Am Projekttag in Brixen bietet sich den Schülern und Schülerinnen die Möglichkeit, sich in verschiedenen Aktivitäten mit Mehrsprachigkeit und der Vielfalt der heimischen Dialekte und Minderheitssprachen auseinanderzusetzten. Zugleich wird ein Einblick in die neueste Forschung innerhalb der Linguistik geboten. Ich bin jedes Mal fasziniert davon, wie vielfältig und variiert das Angebot an Aktivitäten ist und wie viel Mühe an jedem einzelnen Stand aufgebracht wird, um das eigene Fach verständlich und ergreifend zu vermitteln. In erster Linie sind das natürlich Forschende und Studierende der unibz, aber auch Kolleg:innen von anderen Instituten wie EURAC Research, den Universitäten in Trient und Verona, dem Bersntoler Kulturinstitut, ja sogar aus München und Berlin.
Bei unserer Arbeit mit den jungen Menschen versuchen wir, ein besonderes Augenmerk auf den Abbau von Vorurteilen gegenüber Dialekten zu richten. Dazu gehören beispielsweise die Behauptungen, dass Dialekte über geringere Ausdrucksmöglichkeiten als Standardsprachen verfügen oder dass ältere Generationen den authentischeren Dialekt sprechen. Außerdem werden die Vorteile der Mehrsprachigkeit, zu der Dialekte auch beitragen, in den Fokus gestellt.

▶ **Materialauszüge**:
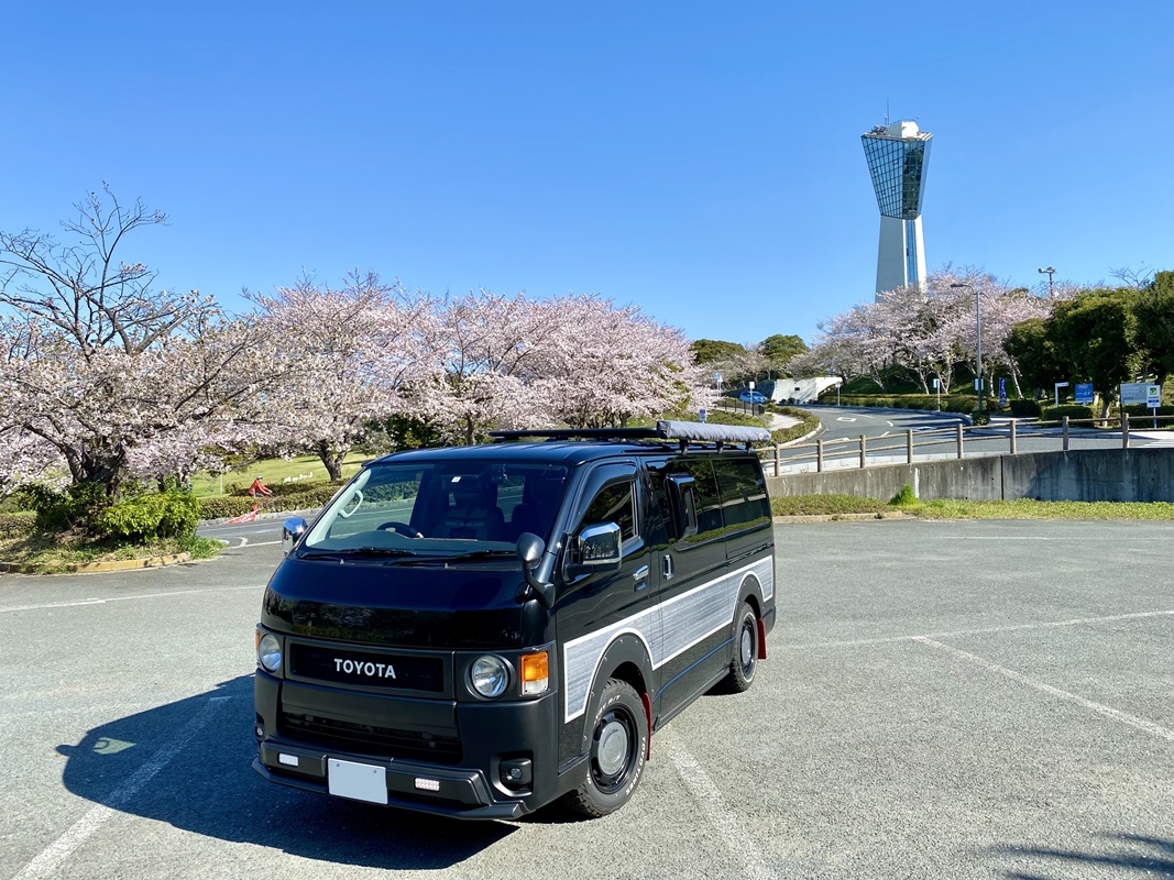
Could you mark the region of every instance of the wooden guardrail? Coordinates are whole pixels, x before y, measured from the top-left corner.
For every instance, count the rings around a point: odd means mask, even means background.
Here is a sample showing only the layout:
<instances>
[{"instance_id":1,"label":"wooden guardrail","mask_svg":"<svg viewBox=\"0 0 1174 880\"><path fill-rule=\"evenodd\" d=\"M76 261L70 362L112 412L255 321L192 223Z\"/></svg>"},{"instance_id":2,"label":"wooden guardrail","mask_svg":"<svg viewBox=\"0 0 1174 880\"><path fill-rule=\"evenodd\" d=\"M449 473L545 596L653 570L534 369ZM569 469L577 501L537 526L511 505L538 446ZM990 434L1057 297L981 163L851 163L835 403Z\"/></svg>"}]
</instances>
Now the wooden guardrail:
<instances>
[{"instance_id":1,"label":"wooden guardrail","mask_svg":"<svg viewBox=\"0 0 1174 880\"><path fill-rule=\"evenodd\" d=\"M1174 421L1174 415L1159 415L1153 417L1141 417L1146 421L1161 422L1161 421ZM1012 455L1019 452L1019 422L1028 421L1020 419L1011 419L1006 425L1007 431L1007 452ZM1134 417L1134 424L1136 424L1138 417ZM1109 422L1109 424L1106 424ZM1112 422L1118 422L1113 425ZM1030 420L1032 426L1044 426L1044 427L1060 427L1061 433L1061 448L1067 452L1071 442L1071 427L1074 425L1089 425L1092 427L1100 427L1107 429L1121 431L1121 447L1129 448L1129 432L1131 432L1131 419L1128 413L1124 413L1119 419L1105 420L1105 419L1070 419L1064 417L1059 421L1052 422L1040 422L1038 420ZM1134 428L1136 429L1136 428ZM810 444L799 444L797 446L781 446L775 445L772 447L761 448L758 454L765 461L774 460L775 474L782 472L783 452L787 453L787 461L791 465L802 465L804 462L810 462L815 460L816 473L822 473L824 466L829 460L832 459L845 459L845 458L857 458L859 465L858 467L865 468L869 466L869 453L878 452L890 452L900 451L905 453L905 463L912 465L915 452L918 447L926 446L942 446L943 444L950 442L952 439L954 441L956 454L959 459L966 455L966 438L971 439L990 439L991 438L991 426L980 425L964 425L959 422L952 428L931 428L929 431L915 431L912 428L905 429L905 435L898 442L893 442L898 435L891 433L885 433L883 435L868 436L866 434L861 434L859 438L844 438L842 440L823 440L818 439ZM979 436L974 436L978 434ZM796 451L799 454L795 454ZM810 452L807 452L810 451ZM989 453L987 453L989 454Z\"/></svg>"}]
</instances>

▶ **Aufgabe**: Welche zwei Vorurteile gegenüber Dialekten nennt der Ausgangstext über den Projekttag in Brixen als Beispiele?

▶ **Erwartete Antwort**: Dass Dialekte über geringere Ausdrucksmöglichkeiten als Standardsprachen verfügen und dass ältere Generationen den authentischeren Dialekt sprechen.